▸ Приведённый текст:
*-*-*

В СССР у Лёвы Задова была нелестная репутация. Его считали уголовником-садистом и лютым карателем при Несторе Махно во время Гражданской войны.
Но мало кто знал, что этот же человек являлся дисциплинированным сотрудником ГПУ и НКВД. Одно не вязалось с другим именно потому, что деятельность Задова в рядах махновской армии оказалась сильно приукрашенной.
Здоровяк Задов стал самым известным сподвижником тщедушного Нестора Ивановича с лёгкой руки Алексея Толстого. В эпопее «Хождение по мукам» писатель утверждал: «Имя Лёвки Задова знали на юге не меньше, чем самого батьки Махно. Лёвка был палач, человек такой удивительной жестокости, что Махно будто бы даже не раз пытался зарубить его, но прощал за преданность».
«Мчусь в кровавом вихре»

*-*-*

▸ Исходные материалы:
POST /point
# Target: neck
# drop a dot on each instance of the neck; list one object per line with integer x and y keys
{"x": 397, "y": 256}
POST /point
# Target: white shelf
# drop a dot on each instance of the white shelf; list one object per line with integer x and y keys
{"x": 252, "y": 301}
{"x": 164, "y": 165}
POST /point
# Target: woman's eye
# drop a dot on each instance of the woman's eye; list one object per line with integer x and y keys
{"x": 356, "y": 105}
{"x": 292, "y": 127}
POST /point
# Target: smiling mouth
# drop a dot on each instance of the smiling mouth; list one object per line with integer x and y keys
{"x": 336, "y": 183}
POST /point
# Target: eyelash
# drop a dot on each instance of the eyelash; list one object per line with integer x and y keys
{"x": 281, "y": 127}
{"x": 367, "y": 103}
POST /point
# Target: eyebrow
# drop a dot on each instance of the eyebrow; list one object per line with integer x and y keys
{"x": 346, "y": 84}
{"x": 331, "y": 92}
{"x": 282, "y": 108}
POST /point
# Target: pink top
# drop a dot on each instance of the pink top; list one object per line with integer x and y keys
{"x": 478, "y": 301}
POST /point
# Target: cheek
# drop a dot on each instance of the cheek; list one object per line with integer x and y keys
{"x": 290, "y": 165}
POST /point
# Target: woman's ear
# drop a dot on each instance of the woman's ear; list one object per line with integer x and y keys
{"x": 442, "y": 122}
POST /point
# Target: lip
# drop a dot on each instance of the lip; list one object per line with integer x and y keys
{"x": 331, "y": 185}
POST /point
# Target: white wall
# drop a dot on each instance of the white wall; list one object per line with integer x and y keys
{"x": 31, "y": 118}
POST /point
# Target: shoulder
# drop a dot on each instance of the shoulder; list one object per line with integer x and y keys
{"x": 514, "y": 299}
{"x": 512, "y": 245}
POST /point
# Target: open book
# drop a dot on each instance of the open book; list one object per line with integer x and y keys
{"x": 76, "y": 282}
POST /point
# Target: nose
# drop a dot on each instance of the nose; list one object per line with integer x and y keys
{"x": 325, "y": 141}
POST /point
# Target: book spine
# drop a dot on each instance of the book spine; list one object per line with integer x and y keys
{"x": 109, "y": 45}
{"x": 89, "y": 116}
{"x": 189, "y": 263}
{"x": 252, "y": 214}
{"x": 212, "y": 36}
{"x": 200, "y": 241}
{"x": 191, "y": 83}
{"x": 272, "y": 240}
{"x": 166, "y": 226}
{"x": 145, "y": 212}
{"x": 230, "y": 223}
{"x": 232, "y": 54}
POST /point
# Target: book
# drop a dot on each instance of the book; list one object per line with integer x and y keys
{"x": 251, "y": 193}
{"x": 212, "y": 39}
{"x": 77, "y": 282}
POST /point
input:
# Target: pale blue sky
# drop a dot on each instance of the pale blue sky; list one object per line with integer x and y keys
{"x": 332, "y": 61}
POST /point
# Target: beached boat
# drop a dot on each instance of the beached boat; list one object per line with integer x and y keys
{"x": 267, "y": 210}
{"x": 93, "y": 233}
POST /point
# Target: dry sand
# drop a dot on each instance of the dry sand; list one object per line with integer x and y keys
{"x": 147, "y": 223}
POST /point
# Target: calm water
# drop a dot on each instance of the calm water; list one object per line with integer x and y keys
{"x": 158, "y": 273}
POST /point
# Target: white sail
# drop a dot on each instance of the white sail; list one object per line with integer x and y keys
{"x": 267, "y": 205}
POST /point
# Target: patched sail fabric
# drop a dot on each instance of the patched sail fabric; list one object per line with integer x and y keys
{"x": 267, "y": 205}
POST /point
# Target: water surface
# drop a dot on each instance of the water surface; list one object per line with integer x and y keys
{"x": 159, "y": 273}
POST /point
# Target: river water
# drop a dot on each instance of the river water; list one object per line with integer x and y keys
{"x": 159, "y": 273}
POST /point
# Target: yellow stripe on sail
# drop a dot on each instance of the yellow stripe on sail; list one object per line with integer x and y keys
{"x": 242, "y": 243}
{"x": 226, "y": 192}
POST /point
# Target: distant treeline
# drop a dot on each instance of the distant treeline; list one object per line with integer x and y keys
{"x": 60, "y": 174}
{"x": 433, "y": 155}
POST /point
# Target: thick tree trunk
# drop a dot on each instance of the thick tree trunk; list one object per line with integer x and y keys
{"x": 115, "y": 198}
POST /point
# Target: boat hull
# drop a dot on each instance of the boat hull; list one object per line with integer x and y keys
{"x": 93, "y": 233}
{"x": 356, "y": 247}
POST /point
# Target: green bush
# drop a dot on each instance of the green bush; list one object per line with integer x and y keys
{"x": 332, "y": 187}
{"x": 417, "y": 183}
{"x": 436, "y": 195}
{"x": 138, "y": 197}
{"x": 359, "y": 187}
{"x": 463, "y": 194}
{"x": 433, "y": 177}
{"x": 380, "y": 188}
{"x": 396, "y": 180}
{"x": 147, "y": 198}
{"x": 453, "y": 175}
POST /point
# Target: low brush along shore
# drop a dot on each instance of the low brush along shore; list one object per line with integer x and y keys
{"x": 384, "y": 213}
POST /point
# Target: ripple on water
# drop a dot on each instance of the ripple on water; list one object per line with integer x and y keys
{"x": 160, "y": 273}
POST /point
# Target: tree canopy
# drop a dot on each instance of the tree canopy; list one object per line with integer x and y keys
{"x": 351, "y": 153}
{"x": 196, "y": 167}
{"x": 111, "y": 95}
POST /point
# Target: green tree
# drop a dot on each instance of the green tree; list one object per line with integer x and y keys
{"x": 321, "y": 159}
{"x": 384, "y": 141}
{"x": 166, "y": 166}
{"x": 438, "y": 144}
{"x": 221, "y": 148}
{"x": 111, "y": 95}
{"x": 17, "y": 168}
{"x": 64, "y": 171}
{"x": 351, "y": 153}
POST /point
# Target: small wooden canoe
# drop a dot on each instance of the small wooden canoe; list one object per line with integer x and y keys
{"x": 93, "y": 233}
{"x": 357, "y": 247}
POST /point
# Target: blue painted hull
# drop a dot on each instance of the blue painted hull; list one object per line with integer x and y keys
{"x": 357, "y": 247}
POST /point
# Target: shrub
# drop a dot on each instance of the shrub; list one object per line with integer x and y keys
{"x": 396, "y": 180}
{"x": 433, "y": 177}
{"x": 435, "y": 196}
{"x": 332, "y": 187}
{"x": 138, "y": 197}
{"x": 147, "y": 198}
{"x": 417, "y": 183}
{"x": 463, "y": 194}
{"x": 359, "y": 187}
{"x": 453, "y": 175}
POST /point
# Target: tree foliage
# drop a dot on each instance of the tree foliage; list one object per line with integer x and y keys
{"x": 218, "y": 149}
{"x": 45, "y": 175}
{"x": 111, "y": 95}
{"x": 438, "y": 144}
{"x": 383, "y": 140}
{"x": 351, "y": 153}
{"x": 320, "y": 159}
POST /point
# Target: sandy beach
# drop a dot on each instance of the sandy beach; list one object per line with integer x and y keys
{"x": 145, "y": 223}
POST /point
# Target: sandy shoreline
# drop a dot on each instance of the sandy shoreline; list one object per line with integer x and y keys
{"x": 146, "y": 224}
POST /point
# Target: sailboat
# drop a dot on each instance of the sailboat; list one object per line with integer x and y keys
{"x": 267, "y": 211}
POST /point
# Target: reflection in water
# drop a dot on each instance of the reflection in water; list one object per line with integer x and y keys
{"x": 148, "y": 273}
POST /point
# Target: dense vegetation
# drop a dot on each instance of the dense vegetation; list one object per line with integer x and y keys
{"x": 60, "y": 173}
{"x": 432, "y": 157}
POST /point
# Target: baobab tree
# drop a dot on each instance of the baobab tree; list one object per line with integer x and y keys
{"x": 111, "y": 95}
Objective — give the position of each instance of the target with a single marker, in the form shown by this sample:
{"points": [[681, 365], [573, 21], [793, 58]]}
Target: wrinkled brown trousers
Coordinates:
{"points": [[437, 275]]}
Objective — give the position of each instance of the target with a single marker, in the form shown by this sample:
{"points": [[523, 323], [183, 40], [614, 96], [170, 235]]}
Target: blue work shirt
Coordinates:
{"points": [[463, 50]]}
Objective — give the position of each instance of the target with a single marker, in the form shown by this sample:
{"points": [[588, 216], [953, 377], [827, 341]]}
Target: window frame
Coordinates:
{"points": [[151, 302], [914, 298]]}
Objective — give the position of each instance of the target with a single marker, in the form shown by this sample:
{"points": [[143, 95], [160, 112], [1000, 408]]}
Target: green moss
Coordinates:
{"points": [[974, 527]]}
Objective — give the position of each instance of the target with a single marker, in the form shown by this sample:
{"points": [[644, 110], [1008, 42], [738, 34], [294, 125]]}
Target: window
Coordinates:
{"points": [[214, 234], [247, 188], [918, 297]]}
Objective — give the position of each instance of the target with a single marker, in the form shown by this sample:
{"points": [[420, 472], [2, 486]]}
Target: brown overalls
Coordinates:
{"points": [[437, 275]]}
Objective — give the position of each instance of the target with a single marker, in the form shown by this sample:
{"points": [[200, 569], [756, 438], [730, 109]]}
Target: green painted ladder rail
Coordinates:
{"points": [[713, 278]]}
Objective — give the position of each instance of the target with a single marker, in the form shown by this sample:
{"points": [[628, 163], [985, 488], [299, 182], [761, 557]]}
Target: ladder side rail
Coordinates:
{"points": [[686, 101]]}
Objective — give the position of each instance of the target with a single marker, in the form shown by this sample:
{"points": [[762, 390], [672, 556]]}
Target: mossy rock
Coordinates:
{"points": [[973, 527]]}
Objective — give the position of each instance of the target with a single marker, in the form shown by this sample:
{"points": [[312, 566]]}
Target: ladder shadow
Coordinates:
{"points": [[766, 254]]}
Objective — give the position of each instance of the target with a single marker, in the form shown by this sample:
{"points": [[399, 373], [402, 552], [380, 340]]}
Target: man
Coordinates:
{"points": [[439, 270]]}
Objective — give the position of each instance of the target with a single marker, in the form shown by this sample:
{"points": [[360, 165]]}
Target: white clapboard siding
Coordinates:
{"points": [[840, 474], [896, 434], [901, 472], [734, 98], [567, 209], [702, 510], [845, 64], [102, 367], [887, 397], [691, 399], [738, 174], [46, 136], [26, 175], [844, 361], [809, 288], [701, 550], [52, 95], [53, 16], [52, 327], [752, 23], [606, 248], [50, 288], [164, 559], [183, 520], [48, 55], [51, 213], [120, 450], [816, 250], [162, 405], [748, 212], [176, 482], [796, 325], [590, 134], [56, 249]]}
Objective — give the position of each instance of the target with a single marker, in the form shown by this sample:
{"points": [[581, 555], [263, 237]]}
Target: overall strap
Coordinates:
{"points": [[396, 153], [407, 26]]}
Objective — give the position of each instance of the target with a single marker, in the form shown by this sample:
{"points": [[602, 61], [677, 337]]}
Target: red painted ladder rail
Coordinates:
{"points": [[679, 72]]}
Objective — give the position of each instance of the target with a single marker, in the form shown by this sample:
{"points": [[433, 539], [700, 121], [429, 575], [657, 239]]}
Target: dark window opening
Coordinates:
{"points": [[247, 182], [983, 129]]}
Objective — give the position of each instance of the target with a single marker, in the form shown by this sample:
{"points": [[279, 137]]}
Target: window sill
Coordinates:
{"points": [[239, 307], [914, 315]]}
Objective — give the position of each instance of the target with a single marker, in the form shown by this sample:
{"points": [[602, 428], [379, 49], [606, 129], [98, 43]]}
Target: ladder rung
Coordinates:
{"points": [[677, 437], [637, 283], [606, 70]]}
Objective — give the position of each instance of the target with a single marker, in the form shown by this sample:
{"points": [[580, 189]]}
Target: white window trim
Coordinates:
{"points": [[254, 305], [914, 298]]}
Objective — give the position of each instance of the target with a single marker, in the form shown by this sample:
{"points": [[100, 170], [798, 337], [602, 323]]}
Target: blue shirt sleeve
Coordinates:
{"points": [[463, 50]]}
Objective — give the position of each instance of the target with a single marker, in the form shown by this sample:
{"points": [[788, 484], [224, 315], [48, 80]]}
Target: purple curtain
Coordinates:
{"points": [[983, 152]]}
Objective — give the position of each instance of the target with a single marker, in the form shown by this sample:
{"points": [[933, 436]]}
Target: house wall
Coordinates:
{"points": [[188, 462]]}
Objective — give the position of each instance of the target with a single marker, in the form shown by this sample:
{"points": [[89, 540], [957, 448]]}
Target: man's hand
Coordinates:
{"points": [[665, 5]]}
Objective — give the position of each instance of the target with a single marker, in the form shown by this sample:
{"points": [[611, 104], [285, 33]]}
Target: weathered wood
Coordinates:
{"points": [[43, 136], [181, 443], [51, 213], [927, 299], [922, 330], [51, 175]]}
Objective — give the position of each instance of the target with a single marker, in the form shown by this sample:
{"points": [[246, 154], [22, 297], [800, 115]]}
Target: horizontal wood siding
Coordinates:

*-*-*

▸ Письменное задание 1:
Ответьте на вопросы по тексту о Лёве Задове.
(а) При ком, согласно тексту, Задов был карателем во время Гражданской войны?
(б) В каких двух ведомствах Задов был сотрудником?
(в) В каком произведении Алексей Толстой писал о Задове?
▸ Письменное задание 2:
Приведите из текста о Лёве Задове дословно всё от слов «Но мало кто» вниз до слов «оказалась сильно приукрашенной.».
▸ Письменное задание 3:
Допишите следующую часть текста о Лёве Задове, начав сразу после последней его строки.

▸ Ответ 1:
(а) При Несторе Махно.
(б) В ГПУ и НКВД.
(в) В эпопее «Хождение по мукам».

▸ Ответ 2:
Но мало кто знал, что этот же человек являлся дисциплинированным сотрудником ГПУ и НКВД. Одно не вязалось с другим именно потому, что деятельность Задова в рядах махновской армии оказалась сильно приукрашенной.

▸ Ответ 3:
Сам персонаж романа, наделённый Толстым «взглядом, в котором не было ничего разумного и человеческого», так описывал свою биографию: «Одесса же меня на руках носила: деньги, женщины… Надо было иметь мою богатырскую силу. Эх, молодость! Во всех же газетах писали: Задов – поэт-юморист… С золотой медалью кончил реальное. А папашка – простой биндюжник с Пересыпи. И сразу я – на вершину славы. Понятно: красив как бог… смел, нахален, роскошный голос – высокий баритон. Каскады остроумных куплетов. Так это же я ввёл в моду коротенькую поддёвочку и лакированные сапожки: русский витязь! Эх, разве Задову чего-нибудь жалко – всё променял шутя! Анархия – вот жизнь! Мчусь в кровавом вихре».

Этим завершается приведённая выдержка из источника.